Acciones requeridas:
A – En el texto sobre el Padre Pío y la Virgen María, ¿a quién dirigía él la carta de julio de 1916?
B – Prosigue el texto sobre el Padre Pío y la Virgen María desde su última oración.

Texto para leer:
———
El Padre Pío estaba plenamente convencido de que la Virgen María es ante todo la Madre: Madre de Jesús y Madre espiritual nuestra.
El de julio de 1916 escribía a Josefina Morgera:
«Acuérdese de que en el cielo tiene no sólo un Padre sino también una Madre. Sí, mi querida hija, acordémonos del don que estos nuestros progenitores celestiales nos han hecho y que con tan precioso don nos han unido y, en cierto sentido, han puesto a nuestra disposición las riquezas de su amor y de su bondad, en el orden de la gracia.
Los encontramos siempre dispuestos a escucharnos, siempre atentos para defendernos, siempre cercanos para acogernos, siempre benévolos para ayudarnos. Encomendemos, pues, a su ternura nuestras almas, nuestras angustias y nuestro destino. Abandonémonos con total confianza en su amor; a los disgustos que quizás les hagamos dado no añadamos también este otro, el más doloroso para su corazón, de desconfiar de su misericordia y de su protección.
———
Filas proporcionadas:
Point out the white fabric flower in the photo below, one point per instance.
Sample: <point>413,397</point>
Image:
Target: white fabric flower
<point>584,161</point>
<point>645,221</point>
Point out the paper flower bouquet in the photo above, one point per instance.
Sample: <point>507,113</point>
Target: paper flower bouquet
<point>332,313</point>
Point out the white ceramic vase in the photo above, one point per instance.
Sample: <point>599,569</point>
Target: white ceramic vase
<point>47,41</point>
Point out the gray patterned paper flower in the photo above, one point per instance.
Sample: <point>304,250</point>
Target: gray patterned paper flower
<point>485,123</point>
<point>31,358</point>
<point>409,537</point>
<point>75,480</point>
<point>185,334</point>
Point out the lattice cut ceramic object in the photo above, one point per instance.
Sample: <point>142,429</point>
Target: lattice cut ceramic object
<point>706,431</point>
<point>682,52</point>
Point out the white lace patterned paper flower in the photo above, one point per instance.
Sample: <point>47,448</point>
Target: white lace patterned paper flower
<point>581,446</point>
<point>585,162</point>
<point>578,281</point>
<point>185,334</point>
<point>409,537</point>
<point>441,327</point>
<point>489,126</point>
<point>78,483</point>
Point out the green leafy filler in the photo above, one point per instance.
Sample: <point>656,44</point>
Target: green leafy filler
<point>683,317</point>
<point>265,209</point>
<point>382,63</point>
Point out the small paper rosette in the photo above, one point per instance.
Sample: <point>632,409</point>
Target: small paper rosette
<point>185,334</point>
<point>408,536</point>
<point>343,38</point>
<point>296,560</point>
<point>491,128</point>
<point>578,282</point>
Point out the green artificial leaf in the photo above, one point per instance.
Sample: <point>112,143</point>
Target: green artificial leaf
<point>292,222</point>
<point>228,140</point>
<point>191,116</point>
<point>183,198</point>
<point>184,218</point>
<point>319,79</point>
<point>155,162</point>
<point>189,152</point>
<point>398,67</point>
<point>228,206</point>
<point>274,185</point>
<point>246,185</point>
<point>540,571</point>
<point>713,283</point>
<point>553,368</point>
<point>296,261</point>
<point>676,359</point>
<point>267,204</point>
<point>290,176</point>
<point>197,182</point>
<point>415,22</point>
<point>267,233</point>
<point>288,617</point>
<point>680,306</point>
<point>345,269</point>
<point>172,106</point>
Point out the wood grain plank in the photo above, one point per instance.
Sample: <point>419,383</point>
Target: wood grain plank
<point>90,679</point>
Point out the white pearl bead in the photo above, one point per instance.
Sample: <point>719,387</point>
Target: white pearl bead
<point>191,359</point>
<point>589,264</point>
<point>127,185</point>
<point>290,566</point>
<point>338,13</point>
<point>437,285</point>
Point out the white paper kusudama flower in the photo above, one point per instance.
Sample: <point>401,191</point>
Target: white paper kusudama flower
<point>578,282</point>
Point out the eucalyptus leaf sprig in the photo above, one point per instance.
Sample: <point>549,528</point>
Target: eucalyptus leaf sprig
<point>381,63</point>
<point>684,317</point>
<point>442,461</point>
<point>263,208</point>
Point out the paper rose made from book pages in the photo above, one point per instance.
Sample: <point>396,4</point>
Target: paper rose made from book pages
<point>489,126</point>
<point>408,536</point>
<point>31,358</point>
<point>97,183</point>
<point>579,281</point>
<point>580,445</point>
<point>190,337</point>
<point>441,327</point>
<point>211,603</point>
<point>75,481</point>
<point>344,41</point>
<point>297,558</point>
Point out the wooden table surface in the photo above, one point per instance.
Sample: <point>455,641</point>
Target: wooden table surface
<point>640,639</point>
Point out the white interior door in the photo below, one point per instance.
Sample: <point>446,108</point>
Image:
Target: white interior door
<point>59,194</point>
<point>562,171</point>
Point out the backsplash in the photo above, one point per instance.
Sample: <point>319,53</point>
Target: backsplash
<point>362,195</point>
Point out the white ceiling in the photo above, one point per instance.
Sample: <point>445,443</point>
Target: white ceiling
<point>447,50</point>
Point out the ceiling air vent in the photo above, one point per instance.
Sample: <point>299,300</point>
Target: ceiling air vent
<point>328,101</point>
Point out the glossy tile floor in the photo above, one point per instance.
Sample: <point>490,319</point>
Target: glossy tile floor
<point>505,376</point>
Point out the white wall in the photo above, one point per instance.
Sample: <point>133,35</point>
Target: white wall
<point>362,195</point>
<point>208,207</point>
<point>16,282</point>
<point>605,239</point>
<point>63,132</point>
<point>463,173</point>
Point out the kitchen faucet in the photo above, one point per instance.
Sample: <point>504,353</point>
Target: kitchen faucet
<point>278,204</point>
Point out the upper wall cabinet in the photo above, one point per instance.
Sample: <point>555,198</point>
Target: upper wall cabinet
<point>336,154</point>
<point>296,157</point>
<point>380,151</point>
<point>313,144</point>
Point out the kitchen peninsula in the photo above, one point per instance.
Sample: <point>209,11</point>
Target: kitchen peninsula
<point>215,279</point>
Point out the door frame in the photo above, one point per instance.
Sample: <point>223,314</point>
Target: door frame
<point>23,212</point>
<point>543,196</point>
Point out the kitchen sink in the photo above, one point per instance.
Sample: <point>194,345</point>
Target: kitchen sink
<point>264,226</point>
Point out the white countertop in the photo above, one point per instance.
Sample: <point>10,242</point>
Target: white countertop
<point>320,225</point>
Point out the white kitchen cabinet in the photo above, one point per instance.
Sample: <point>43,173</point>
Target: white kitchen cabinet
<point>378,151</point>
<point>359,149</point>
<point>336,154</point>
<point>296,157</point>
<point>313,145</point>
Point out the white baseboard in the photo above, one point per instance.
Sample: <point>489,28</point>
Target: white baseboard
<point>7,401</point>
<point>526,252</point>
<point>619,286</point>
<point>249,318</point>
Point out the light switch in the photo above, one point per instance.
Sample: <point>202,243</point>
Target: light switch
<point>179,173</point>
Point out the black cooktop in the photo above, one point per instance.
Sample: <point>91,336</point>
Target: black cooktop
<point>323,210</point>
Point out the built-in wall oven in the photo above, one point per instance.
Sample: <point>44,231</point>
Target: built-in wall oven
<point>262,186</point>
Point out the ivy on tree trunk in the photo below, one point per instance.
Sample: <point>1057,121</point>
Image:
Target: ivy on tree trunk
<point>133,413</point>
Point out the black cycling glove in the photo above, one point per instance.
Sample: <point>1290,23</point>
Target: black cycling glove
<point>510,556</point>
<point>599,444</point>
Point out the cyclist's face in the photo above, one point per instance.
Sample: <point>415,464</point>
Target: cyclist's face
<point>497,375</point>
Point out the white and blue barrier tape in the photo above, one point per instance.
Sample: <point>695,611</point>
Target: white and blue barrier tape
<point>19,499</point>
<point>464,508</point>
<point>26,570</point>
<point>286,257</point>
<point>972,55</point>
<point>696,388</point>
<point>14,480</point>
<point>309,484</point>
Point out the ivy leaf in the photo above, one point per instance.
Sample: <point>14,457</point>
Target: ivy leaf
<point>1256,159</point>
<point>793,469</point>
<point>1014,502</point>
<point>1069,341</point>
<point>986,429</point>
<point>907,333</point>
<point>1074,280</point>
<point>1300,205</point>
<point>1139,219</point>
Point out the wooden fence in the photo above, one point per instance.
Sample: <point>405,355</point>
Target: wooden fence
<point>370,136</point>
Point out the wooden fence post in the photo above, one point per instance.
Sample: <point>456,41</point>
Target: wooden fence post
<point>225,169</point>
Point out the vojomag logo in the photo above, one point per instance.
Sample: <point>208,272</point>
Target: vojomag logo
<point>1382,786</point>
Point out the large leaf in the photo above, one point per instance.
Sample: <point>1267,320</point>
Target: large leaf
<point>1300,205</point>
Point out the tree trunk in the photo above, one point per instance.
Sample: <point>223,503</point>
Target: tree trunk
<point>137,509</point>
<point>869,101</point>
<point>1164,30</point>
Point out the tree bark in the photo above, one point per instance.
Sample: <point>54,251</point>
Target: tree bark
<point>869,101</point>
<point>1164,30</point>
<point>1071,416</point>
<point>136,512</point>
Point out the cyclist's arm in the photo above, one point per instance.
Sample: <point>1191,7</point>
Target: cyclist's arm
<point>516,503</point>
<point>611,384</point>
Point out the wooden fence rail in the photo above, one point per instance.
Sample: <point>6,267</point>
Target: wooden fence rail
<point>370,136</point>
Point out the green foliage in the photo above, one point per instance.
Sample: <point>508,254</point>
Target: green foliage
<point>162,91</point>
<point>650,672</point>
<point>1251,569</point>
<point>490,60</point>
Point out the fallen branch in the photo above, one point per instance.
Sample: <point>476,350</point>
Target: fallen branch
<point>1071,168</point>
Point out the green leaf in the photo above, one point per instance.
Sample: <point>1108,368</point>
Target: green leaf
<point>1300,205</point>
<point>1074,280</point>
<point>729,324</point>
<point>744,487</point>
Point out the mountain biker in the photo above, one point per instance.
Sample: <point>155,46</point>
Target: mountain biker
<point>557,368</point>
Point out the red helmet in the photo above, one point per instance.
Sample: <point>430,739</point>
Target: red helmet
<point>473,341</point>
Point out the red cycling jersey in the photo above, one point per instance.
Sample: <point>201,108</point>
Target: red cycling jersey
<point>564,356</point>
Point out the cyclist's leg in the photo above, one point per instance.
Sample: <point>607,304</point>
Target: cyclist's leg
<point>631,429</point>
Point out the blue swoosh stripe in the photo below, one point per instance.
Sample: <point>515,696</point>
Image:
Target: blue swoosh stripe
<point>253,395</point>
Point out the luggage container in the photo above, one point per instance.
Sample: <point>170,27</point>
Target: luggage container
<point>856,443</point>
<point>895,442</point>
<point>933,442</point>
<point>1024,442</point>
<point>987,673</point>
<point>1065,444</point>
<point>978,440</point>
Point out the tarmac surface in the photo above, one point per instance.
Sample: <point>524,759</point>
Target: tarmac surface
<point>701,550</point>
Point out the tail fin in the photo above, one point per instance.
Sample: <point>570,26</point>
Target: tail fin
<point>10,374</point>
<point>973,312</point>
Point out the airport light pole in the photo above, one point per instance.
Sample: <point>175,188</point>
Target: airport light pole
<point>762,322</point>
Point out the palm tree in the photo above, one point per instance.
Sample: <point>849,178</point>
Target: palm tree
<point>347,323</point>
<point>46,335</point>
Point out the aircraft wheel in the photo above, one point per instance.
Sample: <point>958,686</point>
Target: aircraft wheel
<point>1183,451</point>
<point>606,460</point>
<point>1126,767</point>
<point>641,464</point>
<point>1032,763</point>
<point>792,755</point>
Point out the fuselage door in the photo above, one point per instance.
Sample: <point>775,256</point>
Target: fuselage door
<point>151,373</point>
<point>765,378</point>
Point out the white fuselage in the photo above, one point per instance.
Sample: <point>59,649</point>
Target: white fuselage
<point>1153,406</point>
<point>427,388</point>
———
Resultados:
A – A Josefina Morgera.

B –
Y si nuestra miseria nos atemoriza, si nuestra ingratitud para con Dios nos asusta, si el recuerdo de nuestras culpas nos aleja de presentarnos ante Dios nuestro Padre, recurramos entonces a nuestra madre María. Ella es para nosotros todo dulzura, todo misericordia, todo bondad, todo ternura, porque es nuestra Madre. Subamos, subamos con ella hasta el trono de Dios y hagamos valer ante Él la maternidad de María. Insistamos en los momentos más difíciles de la lucha para que salve al hijo ingrato de su esclava, de Aquella que, en el momento solemne de convertirse en la Madre de Dios hecho hombre, se llamó a sí misma la esclava del Señor: «Ecce ancilla Domini». Esta Madre amantísima sabrá también apoyar nuestras súplicas, hacer convincentes nuestros argumentos, transformar en gratos nuestros ruegos y hacernos experimentar que nuestra Madre no es menos tierna ni menos generosa en el cielo de lo que, bien a su costa, fue en el Calvario en el momento, el más solemne para Ella, en el que nos engendró a todos con su amor»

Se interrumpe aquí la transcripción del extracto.